- What the task asks
Extend the excerpt below about Amazon's Sparrow warehouse robot, picking up after its final sentence.

- Excerpted text
◇ ◇ ◇ ◇ ◇

The rise of automation could be set to enter hyperdrive speed at Amazon warehouses nationwide in response to Covid lockdowns, unionization, and the drive to improve margins via reducing labor costs. Human order pickers could be replaced within this decade by a new robotic arm that relies entirely on artificial intelligence and suction cups to identify and fulfill customer orders. 

Amazon unveiled the “Sparrow” robot on Thursday,” which can detect, select, and handle millions of items in a warehouse to complete a customer order, rendering a human picker obsolete.

“Leveraging computer vision and artificial intelligence (AI), Sparrow can recognize and handle millions of items. Last year, with the support of Amazon technologies, our employees around the world picked, stowed, or packed approximately 5 billion packages—or over 13 million packages per day,” the company wrote in a press release.

“It’s a major leap in technology challenge, and technology development,” Joe Quinlivan, a vice president of robotics and fulfillment technologies at the company, said during a press event unveiling the device. He said robots would replace the most repetitive-motion jobs in the future.

◇ ◇ ◇ ◇ ◇

- Data extract
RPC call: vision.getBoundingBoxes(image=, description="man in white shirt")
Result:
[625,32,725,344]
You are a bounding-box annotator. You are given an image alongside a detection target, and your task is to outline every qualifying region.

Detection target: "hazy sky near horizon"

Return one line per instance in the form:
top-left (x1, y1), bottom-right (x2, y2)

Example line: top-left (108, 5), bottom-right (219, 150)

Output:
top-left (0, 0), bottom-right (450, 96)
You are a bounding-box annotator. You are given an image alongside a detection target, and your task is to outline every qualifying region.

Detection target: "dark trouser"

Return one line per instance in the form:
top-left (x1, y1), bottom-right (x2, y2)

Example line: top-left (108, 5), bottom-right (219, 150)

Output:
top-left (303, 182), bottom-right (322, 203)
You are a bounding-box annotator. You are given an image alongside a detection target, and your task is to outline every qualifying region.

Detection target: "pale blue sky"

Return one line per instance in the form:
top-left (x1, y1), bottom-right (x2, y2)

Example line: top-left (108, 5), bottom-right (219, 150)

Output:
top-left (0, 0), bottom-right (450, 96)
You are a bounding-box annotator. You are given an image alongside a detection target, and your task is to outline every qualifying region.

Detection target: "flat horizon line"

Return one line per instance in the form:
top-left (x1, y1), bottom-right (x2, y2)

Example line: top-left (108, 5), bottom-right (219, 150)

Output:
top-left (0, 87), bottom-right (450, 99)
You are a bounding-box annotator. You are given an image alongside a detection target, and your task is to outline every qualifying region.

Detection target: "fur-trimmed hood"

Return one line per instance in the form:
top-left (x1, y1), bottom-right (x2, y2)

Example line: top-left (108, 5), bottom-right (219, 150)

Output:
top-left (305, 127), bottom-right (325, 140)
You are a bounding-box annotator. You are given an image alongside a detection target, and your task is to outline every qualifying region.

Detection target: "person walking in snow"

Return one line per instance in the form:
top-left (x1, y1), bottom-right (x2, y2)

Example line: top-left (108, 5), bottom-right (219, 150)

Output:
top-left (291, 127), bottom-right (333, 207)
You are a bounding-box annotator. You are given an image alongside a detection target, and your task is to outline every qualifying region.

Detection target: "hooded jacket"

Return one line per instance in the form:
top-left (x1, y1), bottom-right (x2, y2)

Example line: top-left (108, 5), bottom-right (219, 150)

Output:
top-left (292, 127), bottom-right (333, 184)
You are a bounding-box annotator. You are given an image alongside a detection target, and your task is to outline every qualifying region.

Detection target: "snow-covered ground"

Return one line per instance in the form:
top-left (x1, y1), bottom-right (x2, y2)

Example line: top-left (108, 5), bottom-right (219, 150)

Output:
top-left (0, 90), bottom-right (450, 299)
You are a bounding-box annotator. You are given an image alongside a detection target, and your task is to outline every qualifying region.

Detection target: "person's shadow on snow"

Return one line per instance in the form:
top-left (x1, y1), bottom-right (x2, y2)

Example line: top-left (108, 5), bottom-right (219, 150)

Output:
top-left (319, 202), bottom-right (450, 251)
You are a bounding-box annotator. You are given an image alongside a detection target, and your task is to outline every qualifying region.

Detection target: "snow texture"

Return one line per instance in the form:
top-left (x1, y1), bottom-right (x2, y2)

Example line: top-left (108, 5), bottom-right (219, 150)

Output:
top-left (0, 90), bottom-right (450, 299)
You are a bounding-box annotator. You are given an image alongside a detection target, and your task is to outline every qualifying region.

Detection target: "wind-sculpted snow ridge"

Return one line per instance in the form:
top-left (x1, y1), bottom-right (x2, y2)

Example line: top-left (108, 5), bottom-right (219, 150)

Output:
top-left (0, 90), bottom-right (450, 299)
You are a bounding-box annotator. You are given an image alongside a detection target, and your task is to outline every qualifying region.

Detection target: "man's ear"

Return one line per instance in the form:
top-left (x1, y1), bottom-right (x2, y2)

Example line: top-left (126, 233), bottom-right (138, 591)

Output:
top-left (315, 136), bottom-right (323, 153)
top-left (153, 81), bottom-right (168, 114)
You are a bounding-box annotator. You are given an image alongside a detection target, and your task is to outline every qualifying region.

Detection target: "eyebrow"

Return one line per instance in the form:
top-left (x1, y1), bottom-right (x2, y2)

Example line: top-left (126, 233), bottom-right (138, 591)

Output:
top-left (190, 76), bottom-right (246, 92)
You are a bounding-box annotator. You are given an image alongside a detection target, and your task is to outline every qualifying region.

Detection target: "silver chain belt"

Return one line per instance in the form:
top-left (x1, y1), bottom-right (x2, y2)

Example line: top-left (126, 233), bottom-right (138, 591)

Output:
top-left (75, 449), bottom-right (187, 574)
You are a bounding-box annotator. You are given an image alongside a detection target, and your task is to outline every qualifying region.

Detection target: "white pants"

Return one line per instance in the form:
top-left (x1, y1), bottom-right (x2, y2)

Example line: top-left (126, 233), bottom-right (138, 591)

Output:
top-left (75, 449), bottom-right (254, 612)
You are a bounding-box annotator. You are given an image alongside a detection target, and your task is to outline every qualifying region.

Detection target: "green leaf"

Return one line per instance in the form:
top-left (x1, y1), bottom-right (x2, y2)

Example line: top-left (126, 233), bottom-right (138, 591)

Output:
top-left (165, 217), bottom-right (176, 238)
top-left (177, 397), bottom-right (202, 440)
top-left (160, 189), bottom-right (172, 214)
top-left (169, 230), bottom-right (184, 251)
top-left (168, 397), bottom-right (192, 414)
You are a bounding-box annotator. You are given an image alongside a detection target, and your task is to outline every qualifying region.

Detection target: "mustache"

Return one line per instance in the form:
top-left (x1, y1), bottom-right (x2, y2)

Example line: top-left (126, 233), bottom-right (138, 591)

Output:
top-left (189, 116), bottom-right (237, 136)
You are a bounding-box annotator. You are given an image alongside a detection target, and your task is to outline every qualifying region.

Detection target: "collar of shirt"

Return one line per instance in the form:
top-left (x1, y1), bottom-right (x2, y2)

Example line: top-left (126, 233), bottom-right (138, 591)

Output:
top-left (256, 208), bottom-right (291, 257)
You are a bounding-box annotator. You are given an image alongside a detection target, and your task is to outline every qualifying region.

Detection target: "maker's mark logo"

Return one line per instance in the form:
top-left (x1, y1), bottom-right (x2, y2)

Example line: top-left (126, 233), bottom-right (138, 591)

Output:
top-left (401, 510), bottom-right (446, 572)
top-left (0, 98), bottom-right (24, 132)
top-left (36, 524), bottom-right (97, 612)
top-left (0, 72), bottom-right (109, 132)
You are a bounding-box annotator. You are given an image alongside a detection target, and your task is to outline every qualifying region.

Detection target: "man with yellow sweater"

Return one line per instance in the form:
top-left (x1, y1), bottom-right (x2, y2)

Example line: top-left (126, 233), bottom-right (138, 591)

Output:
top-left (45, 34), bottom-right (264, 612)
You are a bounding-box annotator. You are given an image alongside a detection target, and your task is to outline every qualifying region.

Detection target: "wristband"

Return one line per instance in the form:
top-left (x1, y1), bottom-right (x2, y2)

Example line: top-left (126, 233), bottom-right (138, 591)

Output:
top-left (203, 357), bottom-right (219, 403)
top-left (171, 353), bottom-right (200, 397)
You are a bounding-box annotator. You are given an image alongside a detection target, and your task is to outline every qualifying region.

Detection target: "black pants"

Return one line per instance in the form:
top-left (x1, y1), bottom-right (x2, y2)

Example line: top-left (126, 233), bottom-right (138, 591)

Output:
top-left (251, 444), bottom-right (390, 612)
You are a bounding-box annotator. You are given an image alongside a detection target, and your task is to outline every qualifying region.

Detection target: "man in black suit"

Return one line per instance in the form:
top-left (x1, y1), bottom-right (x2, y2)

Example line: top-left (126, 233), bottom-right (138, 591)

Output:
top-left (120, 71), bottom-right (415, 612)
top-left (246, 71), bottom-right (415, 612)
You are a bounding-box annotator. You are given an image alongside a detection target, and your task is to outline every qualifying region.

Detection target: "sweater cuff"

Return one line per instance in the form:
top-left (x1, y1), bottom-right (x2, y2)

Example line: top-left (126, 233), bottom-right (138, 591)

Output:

◇ ◇ ◇ ◇ ◇

- Task response
Suppose Sparrow is widely deployed at fulfillment centers nationwide. In that case, this could mean hundreds of thousands of warehouse workers will be jobless in the coming years, if not by the end of the decade, as the company aims to automate warehouses fully. 

Automation aims to prevent shutdowns of warehouses in another health crisis. It also drives down mounting labor costs as workers fight to unionize. 

Amazon’s increased focus on robots indicates its master plan to reduce reliance on its human workforce. Meanwhile, for those workers trying to escape the warehouse hell of long hours and learning to code, well, the tidal wave of tech layoffs is even more bad news.